Extract ->
────────

By JV Chamary

Published: Wednesday, 18 January 2023 at 12:00 am


Given that they contain the biological molecules and machinery required by all life forms, it’s ironic that cells were named after empty spaces.

When the 17th-century polymath Robert Hooke looked down a microscope at the structure of cork, its repeating units of spaces reminded him of the sleeping quarters in a prison or monastery. Hooke called those units ‘cells’, from the Latin for ‘little rooms’.

Is all life made of cells?

It depends on how you define life! Viruses aren’t made of cells, but some biologists consider them alive. A virus can’t replicate without using a host cell, though, so we can sidestep the philosophical discussion of “What is life?” and say all life uses cells.

Life forms that are made of cells are called organisms. They’re either unicellular (single-celled) – bacteria, for example – or multicellular. Unicellular organisms must do all the work needed to sustain life, but multicellular life forms can have a body with a division of labour: different types of cell play specific roles in the organism.

────────

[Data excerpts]
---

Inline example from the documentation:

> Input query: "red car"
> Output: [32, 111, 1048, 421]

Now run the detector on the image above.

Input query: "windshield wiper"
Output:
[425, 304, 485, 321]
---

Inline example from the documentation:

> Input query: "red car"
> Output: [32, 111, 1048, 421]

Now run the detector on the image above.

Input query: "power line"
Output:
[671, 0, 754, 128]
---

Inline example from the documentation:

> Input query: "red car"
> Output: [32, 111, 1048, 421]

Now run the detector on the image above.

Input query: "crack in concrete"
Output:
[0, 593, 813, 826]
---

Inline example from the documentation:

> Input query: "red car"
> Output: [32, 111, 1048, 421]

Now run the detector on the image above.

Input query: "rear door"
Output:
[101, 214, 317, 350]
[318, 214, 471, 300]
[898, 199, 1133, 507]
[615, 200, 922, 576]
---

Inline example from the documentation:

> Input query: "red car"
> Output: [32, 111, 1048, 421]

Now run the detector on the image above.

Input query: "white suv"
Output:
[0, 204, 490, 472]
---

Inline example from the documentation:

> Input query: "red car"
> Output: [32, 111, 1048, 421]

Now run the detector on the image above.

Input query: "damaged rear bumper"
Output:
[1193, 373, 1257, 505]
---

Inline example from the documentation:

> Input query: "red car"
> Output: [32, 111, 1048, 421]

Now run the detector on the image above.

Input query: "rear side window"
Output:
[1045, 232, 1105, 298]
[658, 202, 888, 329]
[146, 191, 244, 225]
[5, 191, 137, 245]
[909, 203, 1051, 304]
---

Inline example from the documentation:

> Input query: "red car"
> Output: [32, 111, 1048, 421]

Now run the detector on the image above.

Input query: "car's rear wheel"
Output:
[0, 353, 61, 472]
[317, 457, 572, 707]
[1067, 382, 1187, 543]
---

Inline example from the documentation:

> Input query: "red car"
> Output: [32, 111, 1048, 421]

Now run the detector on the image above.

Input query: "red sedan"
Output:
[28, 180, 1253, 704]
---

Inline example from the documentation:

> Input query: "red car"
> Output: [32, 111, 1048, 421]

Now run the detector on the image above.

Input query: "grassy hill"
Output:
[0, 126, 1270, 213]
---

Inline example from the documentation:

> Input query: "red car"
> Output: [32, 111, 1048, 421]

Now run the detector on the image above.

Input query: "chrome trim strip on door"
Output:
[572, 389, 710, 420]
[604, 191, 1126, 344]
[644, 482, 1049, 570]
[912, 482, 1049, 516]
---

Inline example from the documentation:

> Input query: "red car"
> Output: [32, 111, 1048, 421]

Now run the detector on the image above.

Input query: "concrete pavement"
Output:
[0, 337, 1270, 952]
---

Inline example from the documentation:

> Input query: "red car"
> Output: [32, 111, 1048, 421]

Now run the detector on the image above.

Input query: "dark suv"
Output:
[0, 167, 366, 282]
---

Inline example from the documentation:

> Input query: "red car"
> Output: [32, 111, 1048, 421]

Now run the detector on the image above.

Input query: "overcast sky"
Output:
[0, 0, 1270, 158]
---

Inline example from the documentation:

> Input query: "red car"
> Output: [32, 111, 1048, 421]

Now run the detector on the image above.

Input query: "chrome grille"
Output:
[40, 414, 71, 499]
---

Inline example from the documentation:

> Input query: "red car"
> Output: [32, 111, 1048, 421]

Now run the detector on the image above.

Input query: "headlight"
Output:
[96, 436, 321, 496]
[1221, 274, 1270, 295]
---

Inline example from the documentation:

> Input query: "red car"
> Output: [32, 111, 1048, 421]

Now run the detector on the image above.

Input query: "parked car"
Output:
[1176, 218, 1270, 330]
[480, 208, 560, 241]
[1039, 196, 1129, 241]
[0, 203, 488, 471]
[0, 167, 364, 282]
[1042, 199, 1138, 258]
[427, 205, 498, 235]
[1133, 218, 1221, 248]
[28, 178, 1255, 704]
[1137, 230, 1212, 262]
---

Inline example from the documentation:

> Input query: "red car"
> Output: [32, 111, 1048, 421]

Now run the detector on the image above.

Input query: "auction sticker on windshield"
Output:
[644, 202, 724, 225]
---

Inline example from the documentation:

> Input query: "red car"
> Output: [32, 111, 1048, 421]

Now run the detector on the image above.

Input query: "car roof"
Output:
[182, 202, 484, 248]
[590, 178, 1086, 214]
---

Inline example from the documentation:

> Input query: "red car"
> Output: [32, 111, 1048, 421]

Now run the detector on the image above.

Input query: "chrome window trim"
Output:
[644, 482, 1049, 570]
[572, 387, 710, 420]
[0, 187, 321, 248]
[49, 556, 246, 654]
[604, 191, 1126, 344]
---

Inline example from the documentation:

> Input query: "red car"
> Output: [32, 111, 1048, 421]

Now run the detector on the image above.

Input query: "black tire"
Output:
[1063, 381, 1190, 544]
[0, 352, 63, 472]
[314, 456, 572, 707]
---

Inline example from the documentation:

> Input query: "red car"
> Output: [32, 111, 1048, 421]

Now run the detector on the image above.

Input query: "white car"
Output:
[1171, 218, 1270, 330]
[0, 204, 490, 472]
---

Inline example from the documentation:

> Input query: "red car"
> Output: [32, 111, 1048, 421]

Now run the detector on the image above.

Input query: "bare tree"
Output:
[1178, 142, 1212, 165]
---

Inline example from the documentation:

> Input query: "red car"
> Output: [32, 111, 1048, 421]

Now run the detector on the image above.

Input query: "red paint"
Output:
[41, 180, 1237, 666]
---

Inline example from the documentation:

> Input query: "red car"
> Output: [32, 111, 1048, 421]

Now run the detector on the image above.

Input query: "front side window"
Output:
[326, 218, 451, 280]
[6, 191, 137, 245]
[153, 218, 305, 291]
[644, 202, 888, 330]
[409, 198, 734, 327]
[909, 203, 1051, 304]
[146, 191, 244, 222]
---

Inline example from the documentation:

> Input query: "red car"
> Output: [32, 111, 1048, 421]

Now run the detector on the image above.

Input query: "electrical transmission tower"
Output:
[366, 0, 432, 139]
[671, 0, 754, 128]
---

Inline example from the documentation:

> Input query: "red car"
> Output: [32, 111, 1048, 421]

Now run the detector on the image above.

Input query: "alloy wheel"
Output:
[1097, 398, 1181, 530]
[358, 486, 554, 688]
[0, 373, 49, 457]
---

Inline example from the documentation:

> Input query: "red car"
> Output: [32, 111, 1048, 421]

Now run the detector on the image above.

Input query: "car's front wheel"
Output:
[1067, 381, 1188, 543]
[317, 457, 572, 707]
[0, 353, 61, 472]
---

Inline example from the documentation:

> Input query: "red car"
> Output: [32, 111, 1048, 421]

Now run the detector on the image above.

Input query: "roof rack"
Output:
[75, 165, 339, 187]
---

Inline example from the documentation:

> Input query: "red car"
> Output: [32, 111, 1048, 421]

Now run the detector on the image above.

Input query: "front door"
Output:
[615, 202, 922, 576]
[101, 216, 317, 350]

────────

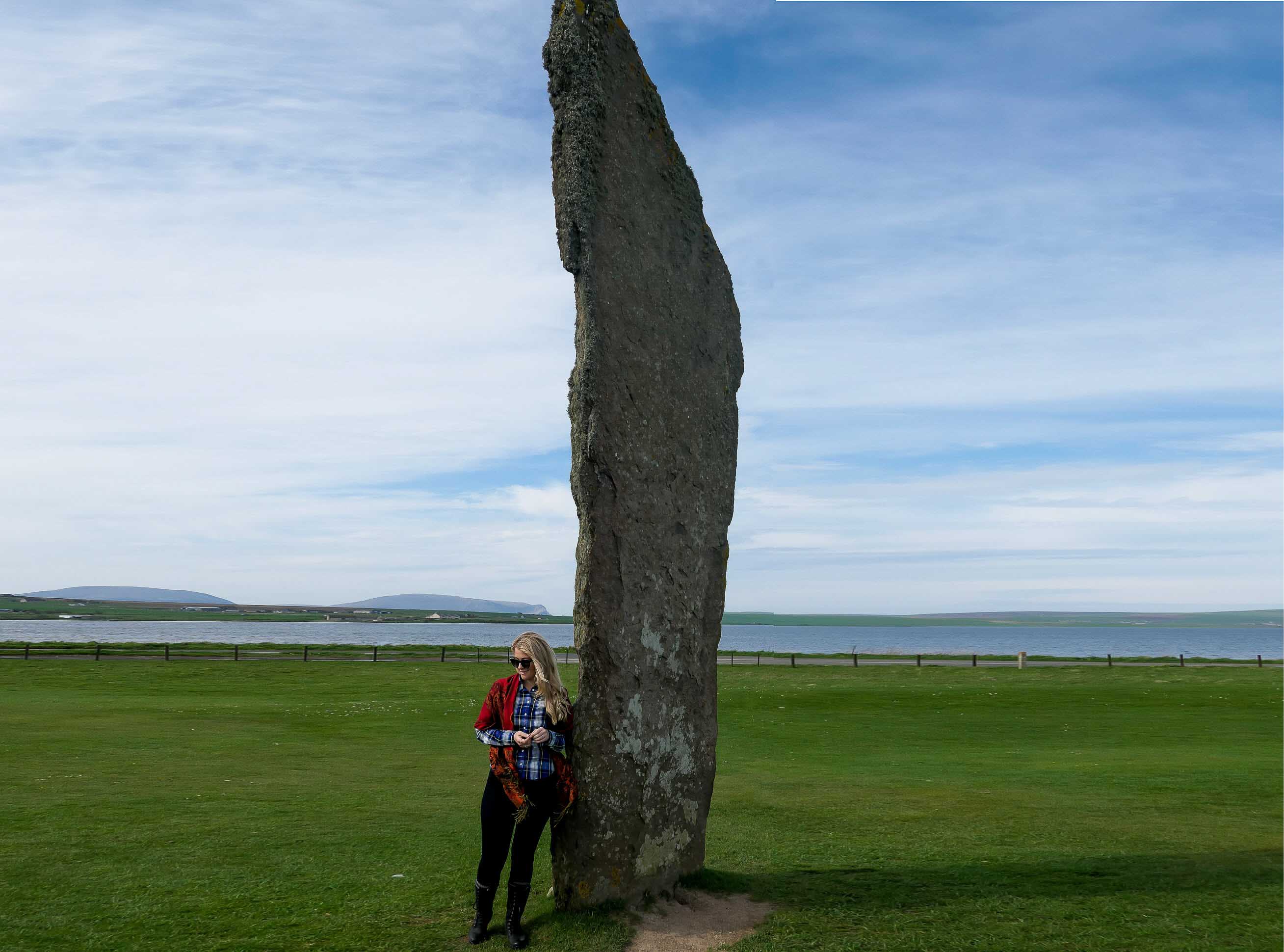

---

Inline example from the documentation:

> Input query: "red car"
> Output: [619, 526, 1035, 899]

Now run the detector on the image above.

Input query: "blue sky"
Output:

────────

Tasks to perform ->
1 > In the article about cells, what Latin meaning does the word "cells" come from?
2 > Swap "cork" for "wood" in the part of the article about cells starting at "When the 17th-century" and ending at "for ‘little rooms’.", and write out that part.
3 > Carry the article about cells on from the point where it stops.
You won't need the items for any of this.

Written responses ->
1 > It comes from the Latin for "little rooms."

2 >
When the 17th-century polymath Robert Hooke looked down a microscope at the structure of wood, its repeating units of spaces reminded him of the sleeping quarters in a prison or monastery. Hooke called those units ‘cells’, from the Latin for ‘little rooms’.

3 >
What do cells have in common?

Every cell has a fatty membrane that establishes its boundary and controls which substances go in or out of its watery internal fluid, the cytoplasm. A cell will almost always contain genetic material, too.

What’s the difference between eukaryote and prokaryote cells?

The biggest distinction between cells is how they hold genetic material. In eukaryote cells, the DNA is enclosed with a ‘nut’ or envelope called the nucleus (hence eukaryote meaning ‘true nut’ in Greek). Meanwhile, in prokaryote cells – bacteria and archaea, descendants of life forms that didn’t evolve to have a nucleus – the DNA floats freely in the cytoplasm (prokaryote means ‘before nuts’ in Greek).

Eukaryote cells are more complex because they’re organised into compartments with structures known as organelles (‘little organs’) with separate functions, analogous to the organs of a body – as in energy-generating mitochondria that breathe oxygen like lungs.